_Task instructions:_
A: According to the Atlantis Blue forum thread, which paint color is new for the 2014 Cruze?
B: Carry on the Atlantis Blue forum thread past its final post.

*** Source extract ***

# Thoughts on Atlantis Blue in 2LT?



## 2013Cruze (Aug 4, 2012)

It's all right color but in certain light is does have a purple look too it.

if you can wait you could a 2014 Cruze in a couple months.


----------



## jblackburn (Apr 14, 2012)

It looks purple when the sun's not out.










Not a huge fan.


----------



## 2013Cruze (Aug 4, 2012)

I would wait and get a 2014 Cruze in Blue Ray Metallic.


----------



## Chris2298 (Aug 1, 2012)

I kinda like it, and it's going to take more that paint to make it "masculine"... Now if it was pink I would say no... But seriously, I like it... Mine's the blue topaz....


----------



## Rauen (Apr 27, 2013)

I have atlantis blue 2013 LS and I was pissed at the purple ish tint but now I think everything about the color is bad ass. Everyone that I see compliments the color and it's not as common so it turns heads. Tint the windows and plastidip the bowties and feminine won't even be in your vocab


----------



## nodule (Apr 26, 2013)

Blue Ray Metallic was not offered for 2013?? How do you know it will be a color for 2014?? When will the 2014's be available? If I wait for the 2014, im sure there will be no rebates or
incentives so I would wind up paying more that a 2013, correct?


----------



## Joewscott (Apr 10, 2013)

I've got Atlantis Blue as well. I love it. My other car is a '03 2500hd plow truck. I'm not very feminine. Ha. It does look different in different light conditions. I'd say it looks silver/blue most of the time. I get a lot of compliments as well. Blacked out bowties and added small red bowties near the RS emblems. I love my cruise!


Sent from AutoGuide.com Free App


----------



## 2013Cruze (Aug 4, 2012)

nodule said:


> Blue Ray Metallic was not offered for 2013?? How do you know it will be a color for 2014?? When will the 2014's be available? If I wait for the 2014, im sure there will be no rebates or
> incentives so I would wind up paying more that a 2013, correct?


Blue Ray Metallic is a new color choice for the 2014 Cruze.

Yeah your probably right there wouldn't be any rebates on the 14 Cruze when it first comes out.

*** Raw data ***

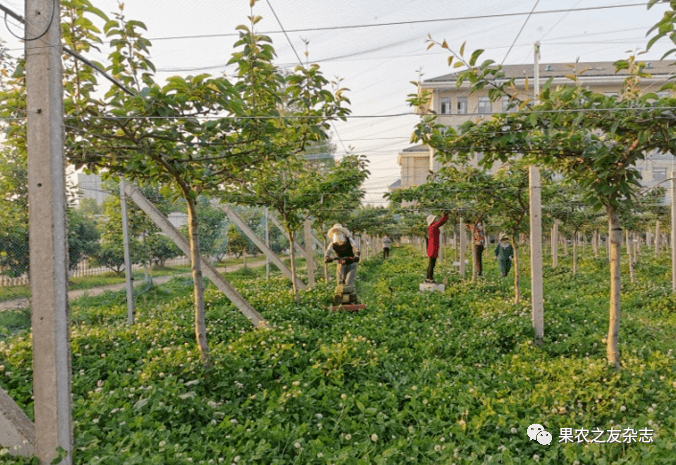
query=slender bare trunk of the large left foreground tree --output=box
[185,195,211,367]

***

_Responses to the exercise:_
A: Blue Ray Metallic.

B:
You would be paying more for the 2014 Cruze then you would if you bought the 2013 Cruze. 

If you buy the 2013 Cruze in a couple months it would be one model year old.


----------



## 2013Cruze (Aug 4, 2012)

You should be able to go to your local dealer and order a 2014 Cruze if you want.


----------



## Chevy Customer Care (Oct 29, 2011)

nodule said:


> Hey,
> 
> I am about to pull the trigger on a brand new 2013 Cruze 2LT Automatic, but the only color any of my local dealers have is the Atlantis Blue. How many guys here own this color, or is this color more of a
> feminine, girl's color?
> ...


Hey nodule,

I agree-- the Atlantis Blue Metallic definitely gives off a purplish hue. If you choose to stick with the 2013 vs the 2014 Cruze I could check in your area for any dealerships with the color you are looking for. Let us know what you decide!

Amber N.
Chevrolet Customer Care


----------



## Danricgro (Oct 20, 2012)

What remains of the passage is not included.